Installation#
System Requirements#
Hardware#
Required: NVIDIA GPU (Ampere / Hopper or newer)
NVIDIA Driver: Version must meet the CUDA Toolkit requirement
Software#
Python: >= 3.10
PyTorch: >= 2.6.0
CUDA Toolkit: >= 12.1
OS: Linux (Ubuntu 22.04 / 24.04 recommended)
Note: For Kunlun XPU installation, see the Kunlun Installation Guide.
Prerequisites#
Install uv, a fast Python package installer and resolver:
curl -LsSf https://astral.sh/uv/install.sh | sh
Dependency Overview#
LoongForge uses two different strategies to manage its key upstream dependencies:
Dependency |
Strategy |
Location |
|---|---|---|
Megatron-LM |
git submodule (LoongForge fork) |
|
TransformerEngine |
patch against upstream NVIDIA tag |
|
Megatron-LM is pinned to a specific commit of the Loong-Megatron fork via git submodule. All LoongForge-specific changes live directly in the fork branch — no patches are applied.
TransformerEngine is cloned from the upstream NVIDIA repository, checked out
at the specified community tag, and then patched with LoongForge-specific fixes.
The patch directory suffix matches the upstream tag it targets
(e.g. patches/TransformerEngine_v2.9/).
Option A: Docker Image (Recommended)#
Use this option if you want a fully reproducible, ready-to-train environment with zero manual dependency management.
Prerequisites#
Docker >= 20.10
nvidia-container-toolkit
Build the image#
Before building, clone the repository with submodules so the Loong-Megatron source is included in the Docker build context:
git clone --recurse-submodules https://github.com/baidu-baige/LoongForge.git
Then build the image:
docker build --build-arg COMPILE_ENV=hopper --build-arg ENABLE_LEROBOT=false \
-t loongforge:latest -f ./LoongForge/docker/Dockerfile .

- [Data records]

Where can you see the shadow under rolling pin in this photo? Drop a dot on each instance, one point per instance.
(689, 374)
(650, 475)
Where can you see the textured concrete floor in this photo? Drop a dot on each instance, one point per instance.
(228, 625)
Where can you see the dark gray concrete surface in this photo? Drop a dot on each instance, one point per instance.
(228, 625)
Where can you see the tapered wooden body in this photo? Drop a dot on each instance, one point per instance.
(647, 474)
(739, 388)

- [Description of the task] Copy the installation page starting with "Installation#" and going on through "Kunlun Installation Guide.", swapping "CUDA Toolkit" for "CUDA SDK" everywhere it appears.

- [Written answer]
Installation#
System Requirements#
Hardware#
Required: NVIDIA GPU (Ampere / Hopper or newer)
NVIDIA Driver: Version must meet the CUDA SDK requirement
Software#
Python: >= 3.10
PyTorch: >= 2.6.0
CUDA SDK: >= 12.1
OS: Linux (Ubuntu 22.04 / 24.04 recommended)
Note: For Kunlun XPU installation, see the Kunlun Installation Guide.